作業内容:
1 > 新型コロナの流行に関する文章から、「新型コロナウイルス感染症CO」以降「活の中で取り入れることです。」までを、両端の語句も含めて一字も変えずに書き写してください。
2 > 新型コロナの流行に関する文章の続きを、最後の文の後から書き進めてください。

抜粋文:
┌────────

サンタ通信No248(03)表 R2.03.18発行

コロナ騒動いつまで続く?

 新型コロナウイルス感染症COVID-19(コビッド19)が日本でも流行が持続しています。幸いなことに鹿児島県では患者発生を阻止できていますが,一人目がいつ発生してもおかしくない状況です。さらに,この流行が日本で,世界中で,いつまで続いて,いつ頃収束するのかが見通せないのが実情です。とりあえず学校を休校にして,子ども達から感染が拡大するのを防ぎ,さらに,感染の基になるライブハウスやスポーツジム,イベントなどを自粛してもらい,日本での流行を抑制できるのかを判断しようとしています。ただ,潜伏期が2週間といっても,感染した人が軽症で微熱や軽い咳くらいの症状しかない場合は,感染者本人は知らないまま,1か月近くウイルスをまき散らす可能性があり,本当に抑え込めるのかは1か月単位で経過をみていくしかないのではと私は思っています。私たちにできるのは,体調が悪い時はしっかり休み,周りの人にうつさないようにすることと,人混みの中に行くことを避けること,手洗い・うがいなどの励行と規則正しい生活と食事,十分な睡眠を心がけることだと思います。発生源の中国は,8万人以上の感染者と3000人以上の死者を出すという悲惨な流行を引き起こしてしまいましたが,大都市の武漢を閉鎖し,国中も移動禁止にして必死に抑え込んだのが功を奏し,患者発生が1日50人以下まで減少してきています。もし日本でも蔓延した時は,中国の対策を参考に,非常事態として人の移動をしっかり制限すれば蔓延は食い止められそうです。ただ,経済に与える影響は大きく,私たちの生活にも大きな負担がかかってきます。そうならないために,今予防のためにできることを毎日の生活の中で取り入れることです。

 さて,最近1週間(3月9日〜3月15日)の感染症情報です。1週間で最も多かったのは,溶連菌感染症で週4人でした。次いで,咽頭結膜熱2人,水痘1人,感染性胃腸炎1人,手足口病1人でした。インフルエンザはここ2週間は発生がありませんでした。皆さんが感染対策をしっかりされているため,感染症全体がかなり抑えられています。当番医の小児科の先生も普段の半分以下の患者数だったと話しています。このまま,感染症全体を抑えながら,皆さんが感染防御に注意して生活していただけると,鹿児島県ではコロナ患者発生0が続いていくのではと期待しています。それに伴って,他の感染症も流行を抑えられますから,うがい・手洗いの習慣をつけるようにしましょう。さらに,体調が悪いと感じたら,仕事を休む,学校を休むという習慣も日本人には大切です。皆勤賞や無理をしても働くことを美徳としてきた風土がありますので,ちょっと微熱で急にお休みしますとは言いづらいかもしれませんが,コロナ対策のためには,是非とも休んでいただいた方が良いでしょう。私も病院を休まないように,体調管理をしっかりしたいと思います。

└────────

元資料:

┌────────

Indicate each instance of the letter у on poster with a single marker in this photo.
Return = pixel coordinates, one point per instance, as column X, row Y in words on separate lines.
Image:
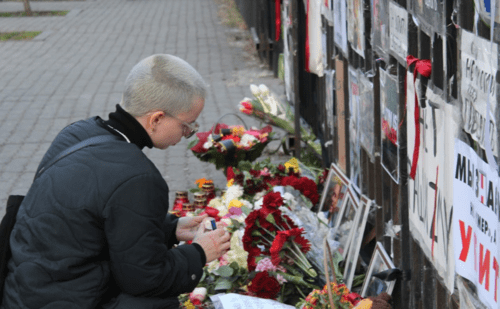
column 475, row 222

└────────

回答:
1 >
新型コロナウイルス感染症COVID-19(コビッド19)が日本でも流行が持続しています。幸いなことに鹿児島県では患者発生を阻止できていますが,一人目がいつ発生してもおかしくない状況です。さらに,この流行が日本で,世界中で,いつまで続いて,いつ頃収束するのかが見通せないのが実情です。とりあえず学校を休校にして,子ども達から感染が拡大するのを防ぎ,さらに,感染の基になるライブハウスやスポーツジム,イベントなどを自粛してもらい,日本での流行を抑制できるのかを判断しようとしています。ただ,潜伏期が2週間といっても,感染した人が軽症で微熱や軽い咳くらいの症状しかない場合は,感染者本人は知らないまま,1か月近くウイルスをまき散らす可能性があり,本当に抑え込めるのかは1か月単位で経過をみていくしかないのではと私は思っています。私たちにできるのは,体調が悪い時はしっかり休み,周りの人にうつさないようにすることと,人混みの中に行くことを避けること,手洗い・うがいなどの励行と規則正しい生活と食事,十分な睡眠を心がけることだと思います。発生源の中国は,8万人以上の感染者と3000人以上の死者を出すという悲惨な流行を引き起こしてしまいましたが,大都市の武漢を閉鎖し,国中も移動禁止にして必死に抑え込んだのが功を奏し,患者発生が1日50人以下まで減少してきています。もし日本でも蔓延した時は,中国の対策を参考に,非常事態として人の移動をしっかり制限すれば蔓延は食い止められそうです。ただ,経済に与える影響は大きく,私たちの生活にも大きな負担がかかってきます。そうならないために,今予防のためにできることを毎日の生活の中で取り入れることです。

2 >
 4月11日は休診の予定でしたが,診療致します。

 4月28日〜5月1日は休診となります。

 5月10日(日)は当番医を担当します。救急患者が優先となります。

 5月28日(木)は学会のため,休診となります。

サンタ通信No248(03)裏 R2.03.18発行

ヒブ(Hib)ワクチン再開

 ヒブ(Hib)ワクチンが,製品の不具合のため,1月末から供給を停止していましたが,製造工程に問題がなかったことを確認して,供給再開できるようになりました。髄膜炎や敗血症を防ぐ大事なワクチンですので,長期の欠品にならずにほっとしました。ちょうどその時期に受けられなかった方は,なるべく早く受けるようにしてください。注射する側も,製品に問題がないか,しっかり見極めながら接種したいと思います。

コロナウイルスの収束は見通せるの?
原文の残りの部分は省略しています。